* Recorded information *

# # # # # # #

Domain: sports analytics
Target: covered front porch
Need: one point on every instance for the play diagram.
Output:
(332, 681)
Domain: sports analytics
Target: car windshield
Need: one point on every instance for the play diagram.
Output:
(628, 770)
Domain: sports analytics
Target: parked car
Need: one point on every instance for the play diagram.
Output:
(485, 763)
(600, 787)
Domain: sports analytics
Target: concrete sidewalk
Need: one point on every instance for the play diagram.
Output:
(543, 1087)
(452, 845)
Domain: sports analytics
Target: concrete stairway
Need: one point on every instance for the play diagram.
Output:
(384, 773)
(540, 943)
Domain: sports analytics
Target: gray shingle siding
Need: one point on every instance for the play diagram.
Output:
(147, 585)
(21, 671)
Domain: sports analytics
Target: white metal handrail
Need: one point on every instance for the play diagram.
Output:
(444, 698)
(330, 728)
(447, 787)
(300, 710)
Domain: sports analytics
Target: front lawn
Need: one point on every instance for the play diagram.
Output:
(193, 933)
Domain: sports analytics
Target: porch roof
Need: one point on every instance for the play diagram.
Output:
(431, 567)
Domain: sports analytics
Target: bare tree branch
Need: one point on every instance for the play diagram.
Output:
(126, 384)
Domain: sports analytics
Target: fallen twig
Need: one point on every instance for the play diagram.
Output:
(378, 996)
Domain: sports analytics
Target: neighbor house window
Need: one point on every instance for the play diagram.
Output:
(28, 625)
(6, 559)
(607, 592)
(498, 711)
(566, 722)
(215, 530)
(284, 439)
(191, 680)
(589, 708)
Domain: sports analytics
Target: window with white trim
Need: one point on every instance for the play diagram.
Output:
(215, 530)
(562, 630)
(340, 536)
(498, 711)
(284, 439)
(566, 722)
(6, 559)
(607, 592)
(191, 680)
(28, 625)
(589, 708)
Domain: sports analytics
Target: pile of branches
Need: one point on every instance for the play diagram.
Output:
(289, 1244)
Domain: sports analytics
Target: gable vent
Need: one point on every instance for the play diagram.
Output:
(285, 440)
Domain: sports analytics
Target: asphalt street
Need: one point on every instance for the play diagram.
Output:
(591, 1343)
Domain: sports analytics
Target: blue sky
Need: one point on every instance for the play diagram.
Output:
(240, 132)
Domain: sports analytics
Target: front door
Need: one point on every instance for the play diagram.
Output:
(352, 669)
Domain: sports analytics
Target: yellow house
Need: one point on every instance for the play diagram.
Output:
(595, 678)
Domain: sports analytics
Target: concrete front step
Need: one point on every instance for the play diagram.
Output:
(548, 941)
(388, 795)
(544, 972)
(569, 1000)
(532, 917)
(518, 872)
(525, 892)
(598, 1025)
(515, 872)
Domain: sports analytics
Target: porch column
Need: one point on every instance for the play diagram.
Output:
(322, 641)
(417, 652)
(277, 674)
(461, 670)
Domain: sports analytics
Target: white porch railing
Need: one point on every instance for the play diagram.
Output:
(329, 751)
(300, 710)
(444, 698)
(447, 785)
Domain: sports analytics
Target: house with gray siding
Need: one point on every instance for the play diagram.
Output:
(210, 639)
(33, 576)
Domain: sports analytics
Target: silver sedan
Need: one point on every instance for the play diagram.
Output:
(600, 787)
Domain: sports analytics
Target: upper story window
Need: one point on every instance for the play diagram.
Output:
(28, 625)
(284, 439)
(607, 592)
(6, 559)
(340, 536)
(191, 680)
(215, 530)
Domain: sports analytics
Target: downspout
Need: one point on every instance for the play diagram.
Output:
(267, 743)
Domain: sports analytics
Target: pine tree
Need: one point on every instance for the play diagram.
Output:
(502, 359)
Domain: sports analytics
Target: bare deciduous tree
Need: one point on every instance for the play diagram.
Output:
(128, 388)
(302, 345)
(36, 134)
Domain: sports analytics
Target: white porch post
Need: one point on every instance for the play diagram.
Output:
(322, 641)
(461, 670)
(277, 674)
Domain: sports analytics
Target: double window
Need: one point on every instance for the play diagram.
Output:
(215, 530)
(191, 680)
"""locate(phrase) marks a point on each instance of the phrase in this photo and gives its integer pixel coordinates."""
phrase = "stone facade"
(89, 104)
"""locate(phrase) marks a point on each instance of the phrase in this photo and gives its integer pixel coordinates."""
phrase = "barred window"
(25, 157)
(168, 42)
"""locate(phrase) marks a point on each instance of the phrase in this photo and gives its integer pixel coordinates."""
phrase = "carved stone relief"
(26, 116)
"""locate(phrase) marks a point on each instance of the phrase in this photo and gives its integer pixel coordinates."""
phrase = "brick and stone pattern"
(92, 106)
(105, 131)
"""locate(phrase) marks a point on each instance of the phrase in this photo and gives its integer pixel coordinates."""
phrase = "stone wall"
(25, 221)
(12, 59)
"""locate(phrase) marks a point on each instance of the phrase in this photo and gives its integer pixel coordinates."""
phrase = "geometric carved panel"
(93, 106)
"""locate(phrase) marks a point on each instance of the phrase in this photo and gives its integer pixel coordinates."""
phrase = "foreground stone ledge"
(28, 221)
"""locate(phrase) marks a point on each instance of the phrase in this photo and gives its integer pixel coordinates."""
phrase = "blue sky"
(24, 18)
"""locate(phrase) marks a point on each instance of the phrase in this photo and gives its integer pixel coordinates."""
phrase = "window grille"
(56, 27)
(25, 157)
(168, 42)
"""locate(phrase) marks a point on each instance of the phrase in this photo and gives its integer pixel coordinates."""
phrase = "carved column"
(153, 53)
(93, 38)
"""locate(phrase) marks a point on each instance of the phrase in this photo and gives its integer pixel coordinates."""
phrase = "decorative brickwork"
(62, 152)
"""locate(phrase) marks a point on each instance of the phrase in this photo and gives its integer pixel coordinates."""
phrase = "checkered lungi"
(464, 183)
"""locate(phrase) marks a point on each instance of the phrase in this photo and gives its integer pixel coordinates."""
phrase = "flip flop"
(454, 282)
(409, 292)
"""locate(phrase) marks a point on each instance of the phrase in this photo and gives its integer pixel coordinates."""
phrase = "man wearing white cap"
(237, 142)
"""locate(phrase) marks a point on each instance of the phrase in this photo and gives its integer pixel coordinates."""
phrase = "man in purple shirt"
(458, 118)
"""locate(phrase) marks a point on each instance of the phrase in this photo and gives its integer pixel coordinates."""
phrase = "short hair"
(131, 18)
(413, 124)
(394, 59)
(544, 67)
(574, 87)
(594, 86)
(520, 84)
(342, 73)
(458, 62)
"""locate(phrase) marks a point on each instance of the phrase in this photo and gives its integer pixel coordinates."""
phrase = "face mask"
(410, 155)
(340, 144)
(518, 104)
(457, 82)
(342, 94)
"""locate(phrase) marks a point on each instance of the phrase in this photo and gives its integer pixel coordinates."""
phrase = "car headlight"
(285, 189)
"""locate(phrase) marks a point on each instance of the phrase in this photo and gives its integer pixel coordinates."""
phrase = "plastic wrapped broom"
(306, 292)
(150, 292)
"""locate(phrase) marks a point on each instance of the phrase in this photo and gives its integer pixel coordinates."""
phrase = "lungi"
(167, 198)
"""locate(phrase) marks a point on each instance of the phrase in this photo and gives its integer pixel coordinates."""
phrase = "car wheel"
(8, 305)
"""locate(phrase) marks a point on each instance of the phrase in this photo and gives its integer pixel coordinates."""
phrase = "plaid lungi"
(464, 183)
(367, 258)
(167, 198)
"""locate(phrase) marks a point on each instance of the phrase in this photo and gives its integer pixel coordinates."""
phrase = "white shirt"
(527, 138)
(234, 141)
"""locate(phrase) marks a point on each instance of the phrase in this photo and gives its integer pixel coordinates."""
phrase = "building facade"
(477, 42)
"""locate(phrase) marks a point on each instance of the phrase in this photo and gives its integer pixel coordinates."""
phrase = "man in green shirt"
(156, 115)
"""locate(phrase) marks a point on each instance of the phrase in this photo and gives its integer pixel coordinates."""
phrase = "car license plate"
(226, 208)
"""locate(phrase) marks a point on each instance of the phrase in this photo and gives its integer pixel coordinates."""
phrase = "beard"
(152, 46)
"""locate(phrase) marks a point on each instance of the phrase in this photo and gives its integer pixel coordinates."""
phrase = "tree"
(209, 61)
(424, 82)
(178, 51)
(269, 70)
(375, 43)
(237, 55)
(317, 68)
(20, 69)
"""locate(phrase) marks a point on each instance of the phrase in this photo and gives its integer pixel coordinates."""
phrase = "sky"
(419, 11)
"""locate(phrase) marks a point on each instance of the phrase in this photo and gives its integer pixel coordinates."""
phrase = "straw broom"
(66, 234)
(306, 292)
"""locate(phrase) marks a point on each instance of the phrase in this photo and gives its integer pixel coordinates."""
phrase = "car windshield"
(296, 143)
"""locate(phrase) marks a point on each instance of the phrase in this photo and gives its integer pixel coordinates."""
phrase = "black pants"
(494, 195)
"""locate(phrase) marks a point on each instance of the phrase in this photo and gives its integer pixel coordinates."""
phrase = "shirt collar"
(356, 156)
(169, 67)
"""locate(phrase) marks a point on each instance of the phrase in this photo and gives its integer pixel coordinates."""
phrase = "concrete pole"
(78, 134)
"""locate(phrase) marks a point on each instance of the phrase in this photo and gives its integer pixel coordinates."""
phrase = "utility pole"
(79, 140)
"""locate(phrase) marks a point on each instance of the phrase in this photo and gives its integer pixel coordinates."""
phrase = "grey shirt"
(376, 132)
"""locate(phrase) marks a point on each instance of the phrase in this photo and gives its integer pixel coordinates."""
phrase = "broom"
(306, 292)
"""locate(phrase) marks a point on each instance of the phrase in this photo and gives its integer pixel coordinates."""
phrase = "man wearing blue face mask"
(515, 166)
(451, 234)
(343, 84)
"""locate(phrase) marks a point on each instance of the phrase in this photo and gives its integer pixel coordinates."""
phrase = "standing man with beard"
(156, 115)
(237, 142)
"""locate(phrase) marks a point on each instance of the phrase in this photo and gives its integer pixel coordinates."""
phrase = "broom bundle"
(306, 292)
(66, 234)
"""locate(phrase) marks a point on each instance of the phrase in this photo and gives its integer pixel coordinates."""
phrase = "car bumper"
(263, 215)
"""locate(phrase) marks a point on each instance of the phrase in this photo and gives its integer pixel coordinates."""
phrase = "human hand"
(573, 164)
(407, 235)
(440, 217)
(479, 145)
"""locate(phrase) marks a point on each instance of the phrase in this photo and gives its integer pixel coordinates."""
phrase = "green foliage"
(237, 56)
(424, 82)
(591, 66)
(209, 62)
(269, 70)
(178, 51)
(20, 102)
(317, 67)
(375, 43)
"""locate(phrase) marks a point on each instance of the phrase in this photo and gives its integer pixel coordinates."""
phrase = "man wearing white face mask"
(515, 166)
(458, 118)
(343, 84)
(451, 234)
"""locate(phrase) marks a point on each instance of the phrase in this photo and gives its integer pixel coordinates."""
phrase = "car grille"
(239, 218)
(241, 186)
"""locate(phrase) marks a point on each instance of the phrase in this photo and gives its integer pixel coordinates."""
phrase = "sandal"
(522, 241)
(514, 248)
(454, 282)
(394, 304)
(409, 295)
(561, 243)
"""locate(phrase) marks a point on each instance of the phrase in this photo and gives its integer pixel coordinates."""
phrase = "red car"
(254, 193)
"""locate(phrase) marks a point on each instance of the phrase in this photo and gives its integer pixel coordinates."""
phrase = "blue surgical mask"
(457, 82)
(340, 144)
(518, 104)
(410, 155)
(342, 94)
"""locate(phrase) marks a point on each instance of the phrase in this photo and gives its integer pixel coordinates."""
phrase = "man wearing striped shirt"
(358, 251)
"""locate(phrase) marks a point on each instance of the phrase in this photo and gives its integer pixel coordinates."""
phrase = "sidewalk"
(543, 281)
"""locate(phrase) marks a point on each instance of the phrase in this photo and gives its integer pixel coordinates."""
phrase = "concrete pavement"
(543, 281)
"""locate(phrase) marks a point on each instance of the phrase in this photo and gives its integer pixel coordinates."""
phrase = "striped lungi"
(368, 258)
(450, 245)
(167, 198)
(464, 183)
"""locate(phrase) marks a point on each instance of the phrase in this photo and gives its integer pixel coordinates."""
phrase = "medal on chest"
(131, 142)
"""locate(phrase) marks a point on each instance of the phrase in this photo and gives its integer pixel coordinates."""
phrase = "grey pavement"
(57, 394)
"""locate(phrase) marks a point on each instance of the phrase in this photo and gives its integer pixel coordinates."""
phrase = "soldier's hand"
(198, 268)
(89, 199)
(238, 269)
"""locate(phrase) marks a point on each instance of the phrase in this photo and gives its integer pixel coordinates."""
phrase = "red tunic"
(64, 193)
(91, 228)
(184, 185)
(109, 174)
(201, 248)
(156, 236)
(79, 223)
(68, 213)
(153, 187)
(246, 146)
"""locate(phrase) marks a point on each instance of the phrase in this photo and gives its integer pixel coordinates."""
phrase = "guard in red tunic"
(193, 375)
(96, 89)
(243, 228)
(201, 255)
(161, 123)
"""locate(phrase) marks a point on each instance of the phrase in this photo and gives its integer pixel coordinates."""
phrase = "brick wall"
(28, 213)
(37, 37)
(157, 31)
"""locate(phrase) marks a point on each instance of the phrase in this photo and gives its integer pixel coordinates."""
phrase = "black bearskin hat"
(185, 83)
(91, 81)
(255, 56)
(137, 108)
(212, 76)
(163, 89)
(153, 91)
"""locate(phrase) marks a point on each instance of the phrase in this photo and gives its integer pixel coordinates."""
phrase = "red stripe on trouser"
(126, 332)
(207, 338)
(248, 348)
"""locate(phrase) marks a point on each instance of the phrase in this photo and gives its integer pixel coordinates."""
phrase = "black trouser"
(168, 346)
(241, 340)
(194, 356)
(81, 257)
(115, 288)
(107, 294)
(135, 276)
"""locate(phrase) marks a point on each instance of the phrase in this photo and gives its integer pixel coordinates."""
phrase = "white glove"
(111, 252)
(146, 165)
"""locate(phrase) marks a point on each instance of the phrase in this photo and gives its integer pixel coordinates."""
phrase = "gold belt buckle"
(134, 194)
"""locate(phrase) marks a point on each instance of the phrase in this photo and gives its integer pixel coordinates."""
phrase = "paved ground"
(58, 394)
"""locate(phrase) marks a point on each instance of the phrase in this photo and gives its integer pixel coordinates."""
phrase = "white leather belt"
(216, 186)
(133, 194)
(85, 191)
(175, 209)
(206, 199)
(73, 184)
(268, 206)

# # # # # # #

* Try it *
Above are the records; copy each line from them that includes the string "house".

* Result *
Target: neighbor house window
Target: yellow house
Target: house with gray siding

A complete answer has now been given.